:: AVAILABLE DATA ::
---------------
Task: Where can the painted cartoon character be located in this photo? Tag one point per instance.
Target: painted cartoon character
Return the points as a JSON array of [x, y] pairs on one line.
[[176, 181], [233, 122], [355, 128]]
---------------
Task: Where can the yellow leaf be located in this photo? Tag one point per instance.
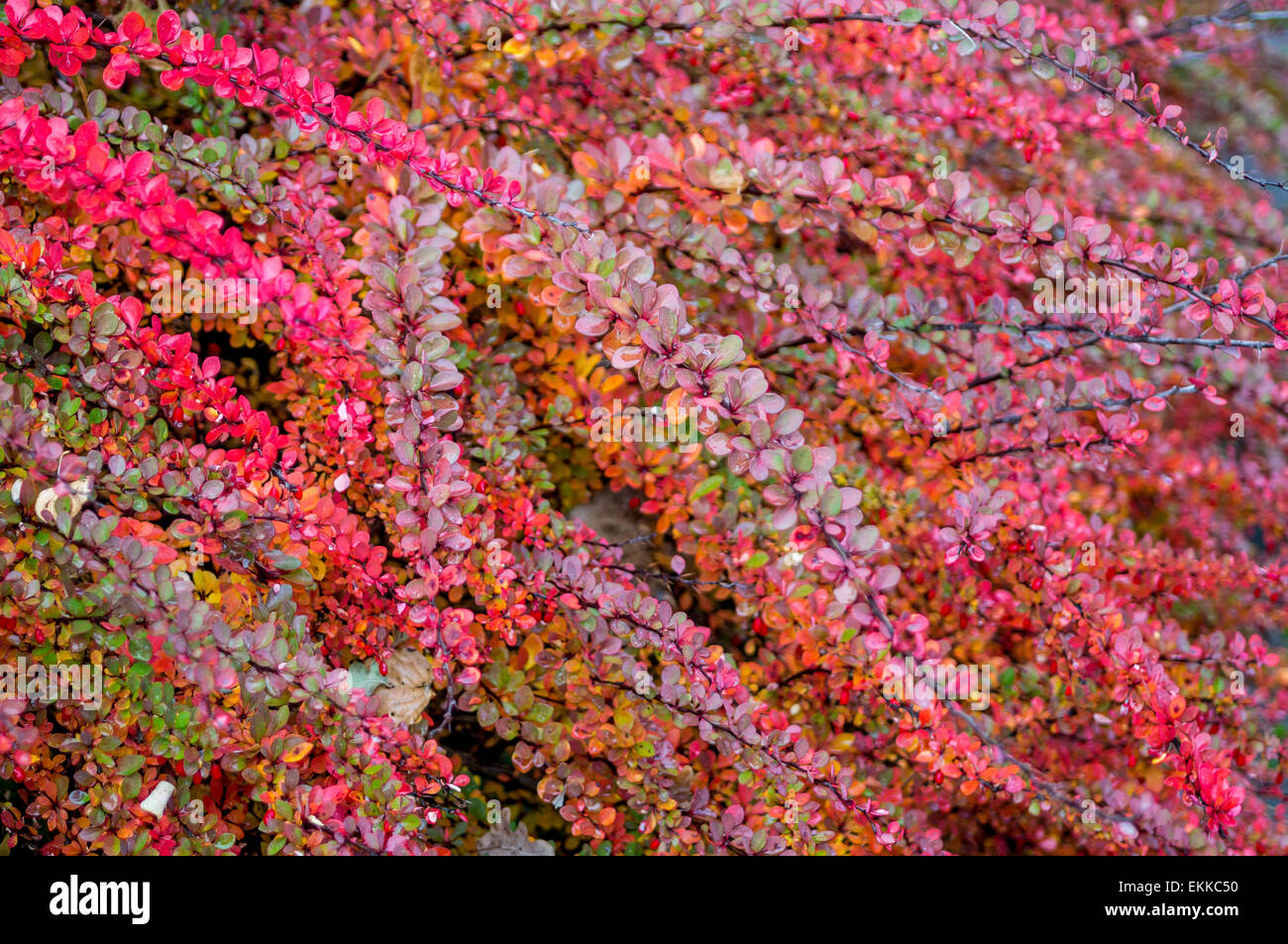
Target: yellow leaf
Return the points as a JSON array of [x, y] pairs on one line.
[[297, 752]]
---------------
:: EXERCISE PROMPT ::
In the data above, copy every line where the string "this" appears.

:: RESPONSE ::
Task: Where can the painted cartoon character be located in this photo? Tag one point per instance.
Task: Where can the yellow leaf be located in this photo? Tag one point per instance.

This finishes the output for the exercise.